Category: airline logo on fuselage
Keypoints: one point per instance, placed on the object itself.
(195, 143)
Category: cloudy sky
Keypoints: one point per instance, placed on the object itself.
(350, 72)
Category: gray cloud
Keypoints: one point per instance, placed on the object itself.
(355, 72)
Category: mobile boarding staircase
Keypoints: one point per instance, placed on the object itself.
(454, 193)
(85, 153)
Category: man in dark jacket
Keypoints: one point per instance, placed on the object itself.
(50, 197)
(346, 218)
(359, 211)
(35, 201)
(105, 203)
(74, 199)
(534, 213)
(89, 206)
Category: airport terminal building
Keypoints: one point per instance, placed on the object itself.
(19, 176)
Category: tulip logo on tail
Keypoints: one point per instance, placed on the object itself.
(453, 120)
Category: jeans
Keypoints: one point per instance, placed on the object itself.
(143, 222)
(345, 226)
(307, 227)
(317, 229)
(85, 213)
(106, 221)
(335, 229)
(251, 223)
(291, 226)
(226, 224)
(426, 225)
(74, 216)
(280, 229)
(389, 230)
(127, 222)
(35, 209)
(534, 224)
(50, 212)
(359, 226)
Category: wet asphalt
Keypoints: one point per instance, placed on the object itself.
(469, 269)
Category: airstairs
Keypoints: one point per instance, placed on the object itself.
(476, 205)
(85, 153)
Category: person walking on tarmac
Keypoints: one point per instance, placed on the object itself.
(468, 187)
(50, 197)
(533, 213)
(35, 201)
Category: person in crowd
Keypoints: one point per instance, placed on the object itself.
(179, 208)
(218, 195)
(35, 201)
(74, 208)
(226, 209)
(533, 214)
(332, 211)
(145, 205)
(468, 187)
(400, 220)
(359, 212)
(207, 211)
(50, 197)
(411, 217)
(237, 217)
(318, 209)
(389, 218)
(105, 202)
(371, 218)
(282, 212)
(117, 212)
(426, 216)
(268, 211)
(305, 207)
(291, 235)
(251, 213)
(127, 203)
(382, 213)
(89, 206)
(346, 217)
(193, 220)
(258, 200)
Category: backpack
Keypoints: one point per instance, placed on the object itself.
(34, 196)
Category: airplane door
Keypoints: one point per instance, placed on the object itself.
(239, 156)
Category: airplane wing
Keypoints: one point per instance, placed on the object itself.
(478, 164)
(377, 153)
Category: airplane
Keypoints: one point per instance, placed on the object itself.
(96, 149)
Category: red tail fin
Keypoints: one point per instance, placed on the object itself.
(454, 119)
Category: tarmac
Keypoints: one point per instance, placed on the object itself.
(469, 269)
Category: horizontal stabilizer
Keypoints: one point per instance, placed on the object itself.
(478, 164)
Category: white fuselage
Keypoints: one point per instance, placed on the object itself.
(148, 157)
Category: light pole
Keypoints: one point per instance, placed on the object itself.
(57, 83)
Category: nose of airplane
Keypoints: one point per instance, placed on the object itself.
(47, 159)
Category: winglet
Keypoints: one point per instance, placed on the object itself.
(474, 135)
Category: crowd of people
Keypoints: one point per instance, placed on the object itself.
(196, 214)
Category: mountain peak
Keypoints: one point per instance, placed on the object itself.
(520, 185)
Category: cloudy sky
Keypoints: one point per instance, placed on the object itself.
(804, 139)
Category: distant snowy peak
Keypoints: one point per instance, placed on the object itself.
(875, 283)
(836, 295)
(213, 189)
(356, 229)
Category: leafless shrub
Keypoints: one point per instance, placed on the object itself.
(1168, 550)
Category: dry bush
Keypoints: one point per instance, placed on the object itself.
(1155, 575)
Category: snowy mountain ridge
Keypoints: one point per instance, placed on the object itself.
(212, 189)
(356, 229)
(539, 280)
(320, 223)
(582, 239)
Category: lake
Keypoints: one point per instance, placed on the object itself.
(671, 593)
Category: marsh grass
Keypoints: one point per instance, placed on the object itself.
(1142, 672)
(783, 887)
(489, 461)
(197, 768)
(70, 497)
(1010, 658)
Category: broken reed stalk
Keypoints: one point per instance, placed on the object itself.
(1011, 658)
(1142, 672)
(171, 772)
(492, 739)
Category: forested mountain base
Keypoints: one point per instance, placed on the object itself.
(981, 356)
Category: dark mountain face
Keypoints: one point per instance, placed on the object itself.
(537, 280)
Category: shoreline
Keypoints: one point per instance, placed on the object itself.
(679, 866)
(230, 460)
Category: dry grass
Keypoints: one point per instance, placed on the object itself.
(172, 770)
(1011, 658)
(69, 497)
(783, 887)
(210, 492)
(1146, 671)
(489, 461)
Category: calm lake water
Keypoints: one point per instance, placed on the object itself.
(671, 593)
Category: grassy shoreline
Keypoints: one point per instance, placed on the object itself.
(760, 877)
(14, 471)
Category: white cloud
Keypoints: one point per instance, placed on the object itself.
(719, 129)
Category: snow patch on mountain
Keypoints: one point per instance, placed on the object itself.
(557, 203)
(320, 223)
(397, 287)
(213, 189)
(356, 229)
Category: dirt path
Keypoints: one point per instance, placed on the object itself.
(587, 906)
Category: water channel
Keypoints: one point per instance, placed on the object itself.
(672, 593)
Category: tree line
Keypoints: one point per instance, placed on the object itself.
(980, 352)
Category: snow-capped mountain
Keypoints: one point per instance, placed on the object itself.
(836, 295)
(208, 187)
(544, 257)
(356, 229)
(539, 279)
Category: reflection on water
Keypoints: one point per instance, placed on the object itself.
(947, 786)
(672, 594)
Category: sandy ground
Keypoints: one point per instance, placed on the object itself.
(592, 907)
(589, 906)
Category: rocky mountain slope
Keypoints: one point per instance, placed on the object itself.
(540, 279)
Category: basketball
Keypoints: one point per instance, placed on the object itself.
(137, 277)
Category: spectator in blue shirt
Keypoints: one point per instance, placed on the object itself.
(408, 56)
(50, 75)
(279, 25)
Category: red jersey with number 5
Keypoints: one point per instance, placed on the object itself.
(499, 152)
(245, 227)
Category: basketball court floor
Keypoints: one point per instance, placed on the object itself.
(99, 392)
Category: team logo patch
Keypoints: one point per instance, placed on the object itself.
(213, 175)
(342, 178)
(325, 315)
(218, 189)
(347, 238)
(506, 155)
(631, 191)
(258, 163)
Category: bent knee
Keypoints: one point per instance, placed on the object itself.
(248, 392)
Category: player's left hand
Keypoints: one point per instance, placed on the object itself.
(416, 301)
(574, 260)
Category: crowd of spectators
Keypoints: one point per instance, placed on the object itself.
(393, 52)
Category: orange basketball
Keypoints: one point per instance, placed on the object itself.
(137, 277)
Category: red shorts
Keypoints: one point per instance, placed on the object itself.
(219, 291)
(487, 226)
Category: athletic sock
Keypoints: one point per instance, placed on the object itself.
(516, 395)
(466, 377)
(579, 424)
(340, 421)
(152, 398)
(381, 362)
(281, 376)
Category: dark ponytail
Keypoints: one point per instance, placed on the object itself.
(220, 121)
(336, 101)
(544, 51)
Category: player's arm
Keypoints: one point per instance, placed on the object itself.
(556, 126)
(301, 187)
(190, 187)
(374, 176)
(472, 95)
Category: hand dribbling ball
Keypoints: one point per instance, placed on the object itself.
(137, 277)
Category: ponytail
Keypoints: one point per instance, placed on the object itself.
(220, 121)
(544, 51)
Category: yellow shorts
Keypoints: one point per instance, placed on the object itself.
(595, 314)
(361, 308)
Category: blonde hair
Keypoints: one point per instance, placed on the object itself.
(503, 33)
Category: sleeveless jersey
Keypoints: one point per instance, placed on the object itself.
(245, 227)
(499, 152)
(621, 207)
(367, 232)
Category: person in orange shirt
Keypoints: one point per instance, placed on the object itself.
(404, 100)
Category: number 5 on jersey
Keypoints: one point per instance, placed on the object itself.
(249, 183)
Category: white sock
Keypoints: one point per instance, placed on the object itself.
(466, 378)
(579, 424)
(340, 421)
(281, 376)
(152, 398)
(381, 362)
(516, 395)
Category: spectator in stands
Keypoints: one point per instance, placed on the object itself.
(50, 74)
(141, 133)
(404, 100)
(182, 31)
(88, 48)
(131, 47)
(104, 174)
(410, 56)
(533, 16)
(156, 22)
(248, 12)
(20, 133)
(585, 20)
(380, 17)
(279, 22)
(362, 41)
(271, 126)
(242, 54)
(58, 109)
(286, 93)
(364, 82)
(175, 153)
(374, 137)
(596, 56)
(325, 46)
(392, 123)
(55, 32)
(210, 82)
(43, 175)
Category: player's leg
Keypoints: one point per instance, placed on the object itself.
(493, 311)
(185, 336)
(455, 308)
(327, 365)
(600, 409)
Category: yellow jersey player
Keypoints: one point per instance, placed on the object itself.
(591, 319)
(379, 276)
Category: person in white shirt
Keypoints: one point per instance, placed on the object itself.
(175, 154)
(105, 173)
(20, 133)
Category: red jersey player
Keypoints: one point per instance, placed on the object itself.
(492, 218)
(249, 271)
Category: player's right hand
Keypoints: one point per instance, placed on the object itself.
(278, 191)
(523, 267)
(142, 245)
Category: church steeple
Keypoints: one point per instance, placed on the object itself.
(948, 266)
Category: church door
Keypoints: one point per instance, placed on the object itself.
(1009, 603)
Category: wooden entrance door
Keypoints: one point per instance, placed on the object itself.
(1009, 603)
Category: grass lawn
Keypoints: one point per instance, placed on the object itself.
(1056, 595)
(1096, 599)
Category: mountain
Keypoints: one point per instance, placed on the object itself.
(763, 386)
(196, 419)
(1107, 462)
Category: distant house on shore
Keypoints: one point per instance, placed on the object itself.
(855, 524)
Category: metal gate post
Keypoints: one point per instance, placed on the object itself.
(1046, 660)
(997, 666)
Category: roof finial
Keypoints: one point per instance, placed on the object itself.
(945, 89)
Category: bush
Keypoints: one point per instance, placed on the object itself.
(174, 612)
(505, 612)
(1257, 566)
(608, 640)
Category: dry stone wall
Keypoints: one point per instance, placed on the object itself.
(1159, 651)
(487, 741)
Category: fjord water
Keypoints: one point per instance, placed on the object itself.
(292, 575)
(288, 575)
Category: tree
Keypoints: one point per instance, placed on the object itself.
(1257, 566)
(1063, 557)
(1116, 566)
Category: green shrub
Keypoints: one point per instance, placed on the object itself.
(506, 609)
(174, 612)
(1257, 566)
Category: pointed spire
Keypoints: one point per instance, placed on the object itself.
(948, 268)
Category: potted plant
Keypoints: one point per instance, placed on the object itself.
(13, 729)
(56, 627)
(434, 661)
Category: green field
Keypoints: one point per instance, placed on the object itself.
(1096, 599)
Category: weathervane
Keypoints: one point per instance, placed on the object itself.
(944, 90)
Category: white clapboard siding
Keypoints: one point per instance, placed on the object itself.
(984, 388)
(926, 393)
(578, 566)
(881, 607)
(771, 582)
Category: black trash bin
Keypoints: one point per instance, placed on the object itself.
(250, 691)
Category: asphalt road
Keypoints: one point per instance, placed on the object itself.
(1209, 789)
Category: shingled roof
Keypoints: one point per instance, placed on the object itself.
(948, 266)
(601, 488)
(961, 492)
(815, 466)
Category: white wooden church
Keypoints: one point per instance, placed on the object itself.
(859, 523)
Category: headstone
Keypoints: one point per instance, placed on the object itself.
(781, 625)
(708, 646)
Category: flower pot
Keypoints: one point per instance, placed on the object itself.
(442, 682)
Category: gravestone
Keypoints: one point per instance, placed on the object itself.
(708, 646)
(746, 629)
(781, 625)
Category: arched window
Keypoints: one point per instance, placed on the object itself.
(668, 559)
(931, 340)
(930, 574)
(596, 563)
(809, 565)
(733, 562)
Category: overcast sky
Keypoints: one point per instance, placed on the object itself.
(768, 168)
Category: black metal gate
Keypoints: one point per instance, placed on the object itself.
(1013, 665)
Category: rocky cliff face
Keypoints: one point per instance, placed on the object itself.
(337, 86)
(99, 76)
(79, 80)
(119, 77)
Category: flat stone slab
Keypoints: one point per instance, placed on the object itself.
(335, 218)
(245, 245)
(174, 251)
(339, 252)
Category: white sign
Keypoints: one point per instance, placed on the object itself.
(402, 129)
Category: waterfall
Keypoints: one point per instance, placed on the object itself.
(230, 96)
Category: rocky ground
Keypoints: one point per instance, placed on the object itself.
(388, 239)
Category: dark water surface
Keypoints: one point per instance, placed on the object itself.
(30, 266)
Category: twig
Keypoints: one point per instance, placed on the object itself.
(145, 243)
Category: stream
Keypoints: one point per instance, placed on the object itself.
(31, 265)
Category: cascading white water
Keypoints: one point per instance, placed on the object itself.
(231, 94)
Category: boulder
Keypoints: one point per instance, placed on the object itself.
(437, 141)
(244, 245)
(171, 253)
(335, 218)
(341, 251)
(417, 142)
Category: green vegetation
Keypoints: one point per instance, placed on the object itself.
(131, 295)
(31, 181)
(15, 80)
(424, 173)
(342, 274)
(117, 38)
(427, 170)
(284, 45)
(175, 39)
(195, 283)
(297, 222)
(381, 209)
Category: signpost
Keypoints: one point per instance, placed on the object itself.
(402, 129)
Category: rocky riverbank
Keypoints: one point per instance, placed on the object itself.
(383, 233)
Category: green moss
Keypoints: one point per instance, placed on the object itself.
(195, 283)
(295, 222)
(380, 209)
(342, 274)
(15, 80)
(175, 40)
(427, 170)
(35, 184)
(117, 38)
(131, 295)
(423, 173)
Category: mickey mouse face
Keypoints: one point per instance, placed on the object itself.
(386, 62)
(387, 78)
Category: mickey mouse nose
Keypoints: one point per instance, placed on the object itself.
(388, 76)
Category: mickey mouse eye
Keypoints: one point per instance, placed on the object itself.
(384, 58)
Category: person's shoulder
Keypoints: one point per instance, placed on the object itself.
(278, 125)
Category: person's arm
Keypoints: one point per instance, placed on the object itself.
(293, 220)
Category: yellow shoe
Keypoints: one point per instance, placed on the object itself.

※

■ **GOAL**: Copy the data verbatim from the line with "Category: roof finial" to the line with "(1209, 789)", including both of those lines.

■ **EXPECTED OUTPUT**:
Category: roof finial
Keypoints: one point per instance, placed on the object itself.
(945, 89)
Category: bush
Keypoints: one point per instance, placed on the object itself.
(174, 612)
(505, 612)
(1257, 566)
(608, 640)
Category: dry stone wall
Keypoints: one point per instance, placed on the object itself.
(1159, 651)
(487, 741)
Category: fjord water
Keypoints: one point per instance, placed on the object itself.
(292, 575)
(288, 575)
Category: tree
Keypoints: one point per instance, placed on the object itself.
(1257, 566)
(1063, 557)
(1116, 566)
Category: green shrub
Keypoints: one point per instance, placed on the object itself.
(506, 609)
(174, 612)
(1257, 566)
Category: pointed spire
Keypoints: one point per instance, placed on the object itself.
(948, 268)
Category: potted plant
Keypoints: one point per instance, placed on the object itself.
(13, 729)
(56, 627)
(434, 661)
Category: green field
Keypoints: one point per instance, placed on the object itself.
(1096, 599)
Category: weathervane
Keypoints: one point per instance, placed on the object itself.
(944, 90)
Category: white clapboard siding
Keypoints: one point per instance, placed on the object itself.
(984, 388)
(926, 393)
(578, 566)
(881, 607)
(771, 582)
Category: black trash bin
Keypoints: one point per instance, placed on the object itself.
(250, 691)
Category: asphalt road
Keypoints: one point per instance, placed on the object itself.
(1209, 789)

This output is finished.